───── PASSAGE PROVIDED

The report’s authors sought to answer a question: Why did homicides increase in 2020 and 2021 and fall in 2023 and 2024? The pandemic-era murder spike, they argued, “was directly connected to local unemployment and school closures in low-income areas.” While parts of this claim were coherent—unemployment and school closures left young males idle and free to act violently—why would the homicide increases have been tied to low-income areas? The authors argue that it was because people who grow up in poor neighborhoods “have fewer opportunities, weaker professional networks, and earn less income than those in other areas.”
Being poor, however, doesn’t make one a murderer. Indeed, the Brookings report fails to address the fact that some impoverished groups—recent Asian immigrants to New York City and millions of Latino migrants, for example—have far lower violent-crime rates than other low-income groups. In 2020, the national black poverty rate was just 1.18 times that of Hispanics, yet blacks’ homicide-victimization rate was 32 per 100,000 people, a number 4.8 times the rate for Hispanics (6.6 per 100,000). A Columbia University report on New York City painted a similar picture. Twenty-three percent of the city’s Asian population lived below the poverty line in 2020, compared with 19 percent of black New Yorkers. But while the Asian arrest rates per 100,000 for murder and robbery in New York City were 1.2 and 20.8, respectively, the murder and robbery arrest rates among black New Yorkers (10.5 and 223.7 per 100,000) were more than ten times higher.
Differences in criminal offending among social groups with similar poverty levels are nothing new. I found similar gaps across the twentieth century, and other countries have witnessed comparable phenomena. The most plausible explanation is cultural differences: groups’ varying habits and behaviors over time. A subculture of violence has existed among African Americans for over a century; the same problem appeared among whites in the antebellum South. Culture isn’t written in stone, however, and can change over time for various reasons. When those changes are positive in nature, criminal behavior tends to recede and social mobility to increase—middle-class whites and blacks commit relatively little violent crime, for example.
The Brookings report ignores these racial and cultural dynamics. It makes another major error, too: claiming that the police pullback in 2020 and 2021 “is less supported by evidence than some initially thought.” In fact, considerable evidence shows that police departments changed their crime-fighting policies during the pandemic to protect their officers from Covid and diverted cops to riot duty in response to the often-violent George Floyd protests. In New York City, Dae-Young Kim’s empirical analysis of NYPD data found that police stops fell 30 percent from 2019 to 2020. His work shows that this decline was associated with increased gun, non-domestic, and gang homicides; gang killings, specifically, increased 176 percent.
The authors of the Brookings report rely on discredited tropes about poverty and crime and present a misleading portrait of pandemic-era policing data. Their readers should demand a more honest grappling with the facts.

──────────
───── STORED DATA

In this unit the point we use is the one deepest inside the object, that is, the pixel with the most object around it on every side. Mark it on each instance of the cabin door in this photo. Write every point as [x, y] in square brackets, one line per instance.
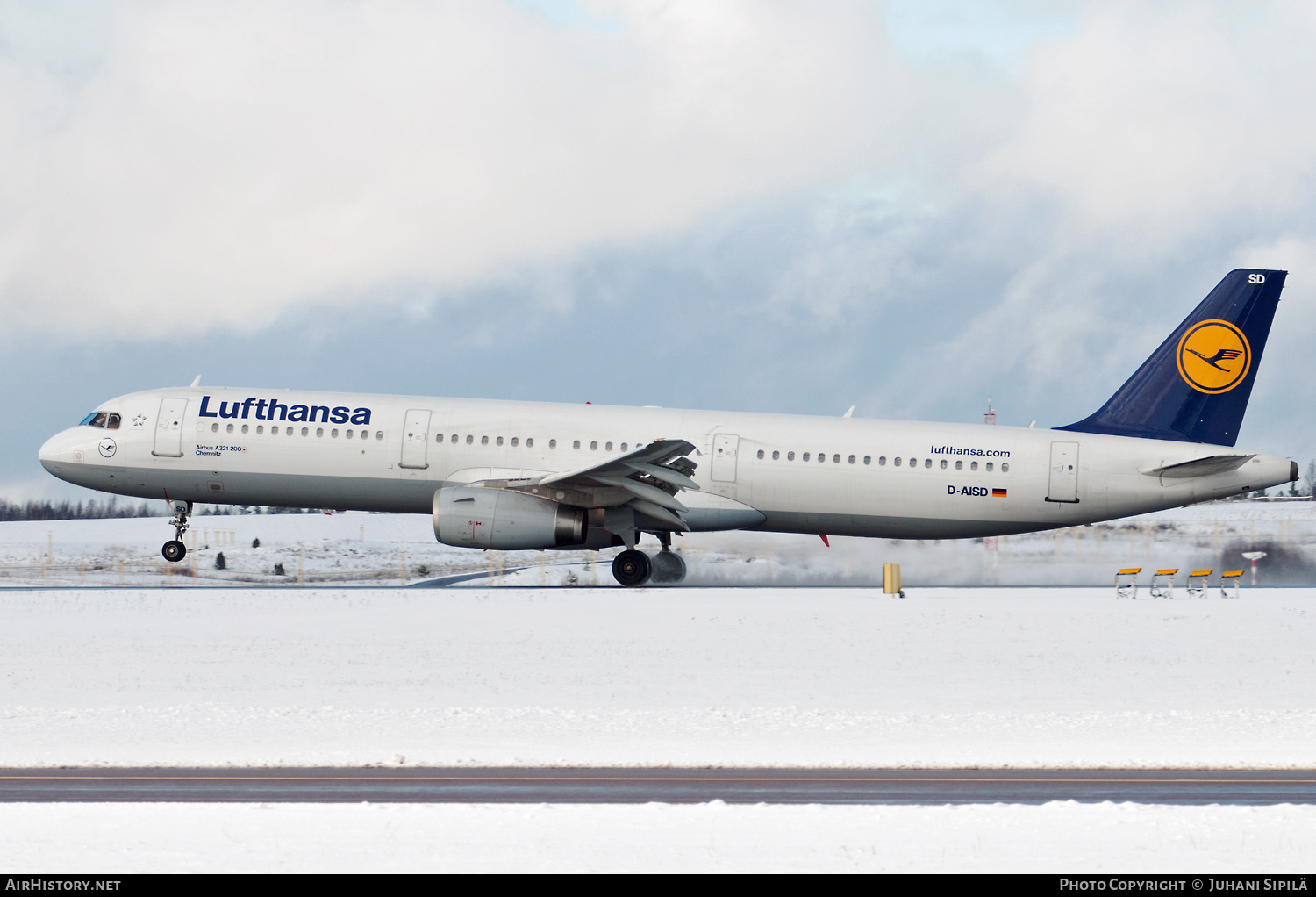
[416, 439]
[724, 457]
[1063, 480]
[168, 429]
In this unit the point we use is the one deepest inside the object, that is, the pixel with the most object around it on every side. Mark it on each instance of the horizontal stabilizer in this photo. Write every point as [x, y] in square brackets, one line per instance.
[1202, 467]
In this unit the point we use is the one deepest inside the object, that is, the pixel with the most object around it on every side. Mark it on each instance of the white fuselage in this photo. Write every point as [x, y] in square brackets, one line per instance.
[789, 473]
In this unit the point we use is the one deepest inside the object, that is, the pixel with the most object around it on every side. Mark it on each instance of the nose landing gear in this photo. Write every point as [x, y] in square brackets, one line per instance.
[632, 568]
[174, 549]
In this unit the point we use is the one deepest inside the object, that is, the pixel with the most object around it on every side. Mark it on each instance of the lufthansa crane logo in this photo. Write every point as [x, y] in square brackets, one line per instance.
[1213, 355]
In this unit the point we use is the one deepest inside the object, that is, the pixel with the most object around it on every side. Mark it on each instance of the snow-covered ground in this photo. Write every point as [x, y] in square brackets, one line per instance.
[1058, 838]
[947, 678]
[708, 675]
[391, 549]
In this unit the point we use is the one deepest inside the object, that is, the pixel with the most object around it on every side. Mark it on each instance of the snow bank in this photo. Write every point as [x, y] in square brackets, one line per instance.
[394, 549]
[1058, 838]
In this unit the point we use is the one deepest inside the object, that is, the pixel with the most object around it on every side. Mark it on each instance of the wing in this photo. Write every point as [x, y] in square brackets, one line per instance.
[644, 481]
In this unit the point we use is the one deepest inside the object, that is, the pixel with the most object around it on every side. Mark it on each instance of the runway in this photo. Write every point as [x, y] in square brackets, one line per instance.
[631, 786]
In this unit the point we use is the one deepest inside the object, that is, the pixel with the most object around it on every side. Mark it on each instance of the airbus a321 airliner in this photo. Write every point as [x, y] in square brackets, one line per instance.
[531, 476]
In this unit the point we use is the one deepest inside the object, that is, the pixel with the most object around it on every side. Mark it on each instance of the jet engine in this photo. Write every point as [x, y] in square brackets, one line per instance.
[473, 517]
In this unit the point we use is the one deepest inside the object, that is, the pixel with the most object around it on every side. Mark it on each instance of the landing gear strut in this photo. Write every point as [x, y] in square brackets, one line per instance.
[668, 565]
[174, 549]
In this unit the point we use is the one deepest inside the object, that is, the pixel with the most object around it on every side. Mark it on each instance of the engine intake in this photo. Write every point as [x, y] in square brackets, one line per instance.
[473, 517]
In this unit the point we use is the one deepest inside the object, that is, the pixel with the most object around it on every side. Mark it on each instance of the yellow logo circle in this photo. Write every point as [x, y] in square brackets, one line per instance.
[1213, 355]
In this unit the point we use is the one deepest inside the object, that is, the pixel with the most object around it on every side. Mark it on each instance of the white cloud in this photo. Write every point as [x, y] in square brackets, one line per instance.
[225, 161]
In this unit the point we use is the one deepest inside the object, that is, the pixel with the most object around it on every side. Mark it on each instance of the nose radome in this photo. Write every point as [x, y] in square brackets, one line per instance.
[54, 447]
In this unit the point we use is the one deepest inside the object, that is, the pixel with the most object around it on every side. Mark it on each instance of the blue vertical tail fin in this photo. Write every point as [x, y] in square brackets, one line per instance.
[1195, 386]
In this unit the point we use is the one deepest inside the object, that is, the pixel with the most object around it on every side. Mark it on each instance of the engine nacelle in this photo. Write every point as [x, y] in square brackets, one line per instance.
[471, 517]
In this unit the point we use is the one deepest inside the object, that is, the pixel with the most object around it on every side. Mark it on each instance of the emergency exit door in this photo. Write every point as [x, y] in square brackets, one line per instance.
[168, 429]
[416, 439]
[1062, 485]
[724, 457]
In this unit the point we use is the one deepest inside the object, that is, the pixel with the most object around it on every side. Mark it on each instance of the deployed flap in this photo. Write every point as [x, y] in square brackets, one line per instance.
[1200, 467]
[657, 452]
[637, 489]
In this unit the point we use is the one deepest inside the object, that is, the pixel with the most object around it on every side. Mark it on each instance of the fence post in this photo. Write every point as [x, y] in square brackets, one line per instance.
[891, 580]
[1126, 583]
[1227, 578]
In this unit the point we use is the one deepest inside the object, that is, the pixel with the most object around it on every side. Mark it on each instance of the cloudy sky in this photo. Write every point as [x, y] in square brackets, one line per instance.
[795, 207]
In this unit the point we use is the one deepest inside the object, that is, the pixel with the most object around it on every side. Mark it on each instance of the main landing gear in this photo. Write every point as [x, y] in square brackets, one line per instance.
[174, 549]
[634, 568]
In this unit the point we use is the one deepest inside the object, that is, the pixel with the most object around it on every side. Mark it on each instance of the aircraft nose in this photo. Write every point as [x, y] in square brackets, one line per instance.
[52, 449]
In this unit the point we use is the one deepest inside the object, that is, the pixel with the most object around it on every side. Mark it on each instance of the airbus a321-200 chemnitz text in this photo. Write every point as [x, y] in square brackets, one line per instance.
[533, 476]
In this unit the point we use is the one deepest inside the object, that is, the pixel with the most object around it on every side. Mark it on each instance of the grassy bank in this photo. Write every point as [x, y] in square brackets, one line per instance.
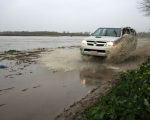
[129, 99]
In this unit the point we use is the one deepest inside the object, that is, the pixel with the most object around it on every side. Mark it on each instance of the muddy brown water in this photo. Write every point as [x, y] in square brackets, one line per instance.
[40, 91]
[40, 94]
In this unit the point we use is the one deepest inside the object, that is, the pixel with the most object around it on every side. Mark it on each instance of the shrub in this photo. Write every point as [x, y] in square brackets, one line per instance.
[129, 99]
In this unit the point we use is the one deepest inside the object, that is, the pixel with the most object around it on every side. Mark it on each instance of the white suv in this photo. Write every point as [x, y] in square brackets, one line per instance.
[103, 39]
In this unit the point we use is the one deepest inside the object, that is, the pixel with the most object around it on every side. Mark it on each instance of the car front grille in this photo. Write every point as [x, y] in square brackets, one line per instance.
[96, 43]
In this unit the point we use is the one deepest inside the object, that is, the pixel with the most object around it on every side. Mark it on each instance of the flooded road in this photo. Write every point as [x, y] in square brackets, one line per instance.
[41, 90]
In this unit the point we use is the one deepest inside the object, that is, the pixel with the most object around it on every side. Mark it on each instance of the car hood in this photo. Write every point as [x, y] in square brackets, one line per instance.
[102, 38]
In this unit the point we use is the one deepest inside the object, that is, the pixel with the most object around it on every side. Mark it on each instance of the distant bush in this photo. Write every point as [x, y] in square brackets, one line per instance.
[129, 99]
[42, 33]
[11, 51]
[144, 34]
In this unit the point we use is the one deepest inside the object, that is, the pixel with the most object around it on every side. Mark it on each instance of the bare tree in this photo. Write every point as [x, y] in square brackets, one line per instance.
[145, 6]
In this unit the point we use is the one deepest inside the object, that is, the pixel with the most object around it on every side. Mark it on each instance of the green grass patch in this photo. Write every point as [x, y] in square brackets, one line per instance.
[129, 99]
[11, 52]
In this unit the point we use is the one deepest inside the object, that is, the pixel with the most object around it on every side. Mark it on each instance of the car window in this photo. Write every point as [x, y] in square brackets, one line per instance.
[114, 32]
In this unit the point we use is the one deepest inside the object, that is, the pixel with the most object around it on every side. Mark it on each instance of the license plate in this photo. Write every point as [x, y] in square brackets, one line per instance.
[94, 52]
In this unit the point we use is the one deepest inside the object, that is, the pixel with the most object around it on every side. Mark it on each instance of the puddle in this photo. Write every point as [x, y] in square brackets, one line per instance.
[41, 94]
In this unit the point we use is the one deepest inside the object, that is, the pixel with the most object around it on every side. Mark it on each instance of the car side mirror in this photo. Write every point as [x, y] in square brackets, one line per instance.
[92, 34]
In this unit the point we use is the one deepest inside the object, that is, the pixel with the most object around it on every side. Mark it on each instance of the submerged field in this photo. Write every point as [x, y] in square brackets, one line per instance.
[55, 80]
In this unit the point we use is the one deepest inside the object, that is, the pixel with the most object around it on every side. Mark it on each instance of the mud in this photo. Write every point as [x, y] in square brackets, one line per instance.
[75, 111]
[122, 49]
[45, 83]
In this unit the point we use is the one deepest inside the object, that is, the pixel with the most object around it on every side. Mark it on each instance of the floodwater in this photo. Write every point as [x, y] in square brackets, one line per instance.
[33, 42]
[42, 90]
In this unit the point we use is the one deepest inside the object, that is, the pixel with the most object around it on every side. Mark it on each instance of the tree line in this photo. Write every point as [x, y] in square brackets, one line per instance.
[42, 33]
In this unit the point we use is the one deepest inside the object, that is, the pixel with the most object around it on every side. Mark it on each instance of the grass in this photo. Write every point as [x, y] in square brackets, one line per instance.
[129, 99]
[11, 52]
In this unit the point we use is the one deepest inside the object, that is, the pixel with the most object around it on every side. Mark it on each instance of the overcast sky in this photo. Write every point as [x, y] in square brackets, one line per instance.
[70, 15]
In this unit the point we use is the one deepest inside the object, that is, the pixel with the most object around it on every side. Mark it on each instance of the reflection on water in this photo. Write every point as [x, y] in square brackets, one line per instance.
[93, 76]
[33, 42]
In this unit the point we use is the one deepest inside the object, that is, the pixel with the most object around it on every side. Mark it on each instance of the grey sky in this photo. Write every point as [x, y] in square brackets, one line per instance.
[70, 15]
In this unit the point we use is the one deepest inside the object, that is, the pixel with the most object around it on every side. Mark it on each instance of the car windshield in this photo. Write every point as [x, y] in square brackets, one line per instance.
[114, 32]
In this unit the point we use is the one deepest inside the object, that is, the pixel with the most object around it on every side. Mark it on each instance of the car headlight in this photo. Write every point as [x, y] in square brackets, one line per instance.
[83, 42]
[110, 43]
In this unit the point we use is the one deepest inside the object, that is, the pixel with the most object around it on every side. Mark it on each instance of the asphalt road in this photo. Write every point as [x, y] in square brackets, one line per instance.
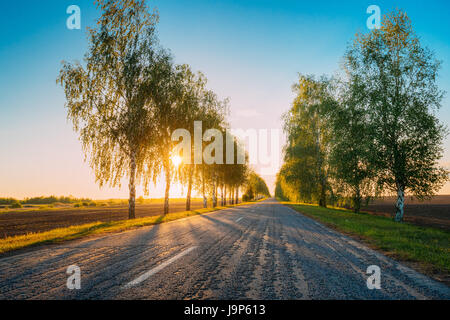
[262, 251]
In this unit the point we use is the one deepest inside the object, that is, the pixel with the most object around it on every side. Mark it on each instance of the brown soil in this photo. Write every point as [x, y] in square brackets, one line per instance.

──────────

**THINGS TO DO:**
1/ Using the passage on the Brookings report, answer these:
(a) According to the report's authors, what was the pandemic-era murder spike directly connected to?
(b) What percentage of New York City's Asian population lived below the poverty line in 2020?
(c) By what percentage did police stops in New York City fall from 2019 to 2020?
2/ Please set down the part of the passage on the Brookings report from "The authors of" up to and including "with the facts.", copying it word for word.

**YOUR RESPONSES:**
1/
(a) Local unemployment and school closures in low-income areas.
(b) Twenty-three percent.
(c) 30 percent.

2/
The authors of the Brookings report rely on discredited tropes about poverty and crime and present a misleading portrait of pandemic-era policing data. Their readers should demand a more honest grappling with the facts.